To do
A - In the piece on the eye, rewrite the part from "First of all, the" up to and including "in his leg.", putting "mental unease" in place of "mental disturbance".
B - According to the piece on the eye, what kind of astigmatism does the best natural eye have?

Extract provided

::::::::

THE CONSTRUCTION AND CARE OF THE EYE.

HE eye is, metaphorically as well as otherwise, the most abused organ in the world. In the old nautical novel, which presumably portrays life as it was at sea a hundred years or so ago, the old salt always affectionately shivered his messmate's timbers and damned his eyes; nor, as to the eyes, has the practice altogether ceased to the present day on both land and sea. So far as we are aware, no language but English is so reckless in the matter, and, as for the actual precautionary care bestowed upon the eye, different peoples, nations, and individuals are pretty much alike in incautiously squandering the treasure of its sight.

The time could not be more opportune than now to say a warning word about the usage to which the eye is subjected at present in this country. We live in the land of the practical plumber, as if a man could be a plumber at all unless he were practical. We live in the land of the undertaker, willing to undertake anything, whether or not it be within the sphere of his knowledge on the subject. The land swarms with opticians practicing as oculists, and of journeymen-workmen and street-fakirs practicing as both. The public is being exploited in the interest. of the sale of eye-glasses, while reputable and skillful oculists, than whom there are none better in the world than here, lose the practice whose possession it would be much more to the advantage of the public to have, than theirs to secure. Sensational advertisements flaunt in the public prints with diagrams for self-testing of the eye, to which attention is directed by some such legend as, "Are you astigmatic? If so, go to Tom, Dick, or Harry [as the case may be], and be fitted with glasses."

First of all, the public does not know that there are regular astigmatism and irregular astigmatism; and when we say that there is regular astigmatism, we say in effect that the best natural eye is astigmatic. The best natural eye is, we repeat, regularly astigmatic; the condition is consequent upon an organic defect of the eye, and, therefore, to tell the public generally that persons had better beware lest they be astigmatic gives them pretty much the same kind of mental disturbance as that experienced by the very little boy when told by a slightly bigger companion that he has a bone in his leg.

::::::::

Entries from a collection
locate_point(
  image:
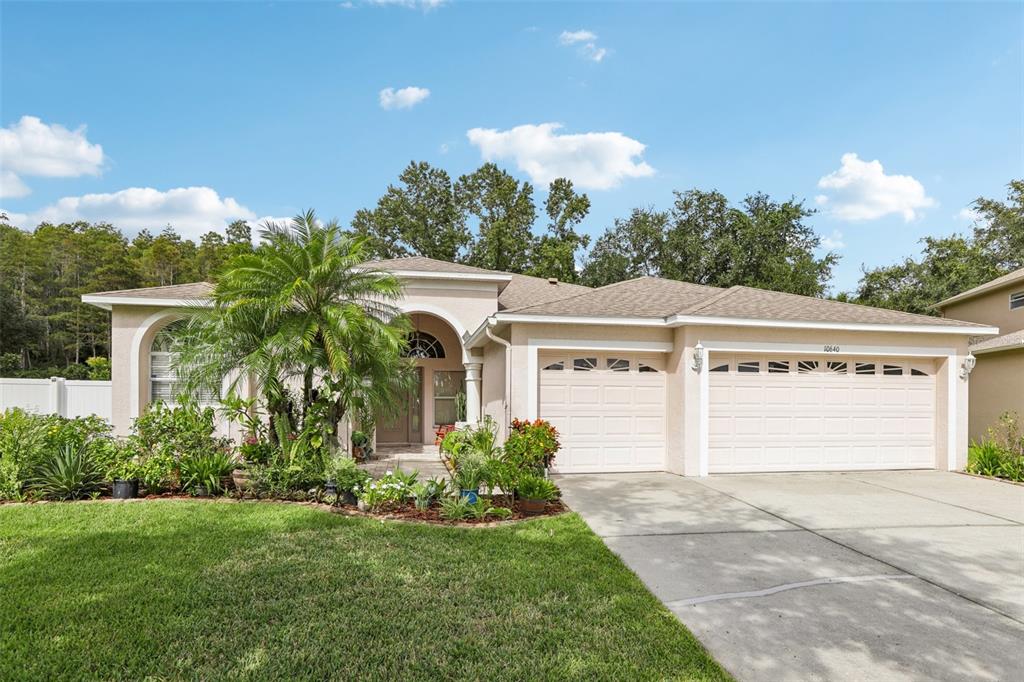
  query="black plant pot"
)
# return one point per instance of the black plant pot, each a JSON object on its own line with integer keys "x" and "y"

::::::::

Solutions to the problems
A -
First of all, the public does not know that there are regular astigmatism and irregular astigmatism; and when we say that there is regular astigmatism, we say in effect that the best natural eye is astigmatic. The best natural eye is, we repeat, regularly astigmatic; the condition is consequent upon an organic defect of the eye, and, therefore, to tell the public generally that persons had better beware lest they be astigmatic gives them pretty much the same kind of mental unease as that experienced by the very little boy when told by a slightly bigger companion that he has a bone in his leg.

B - Regular astigmatism.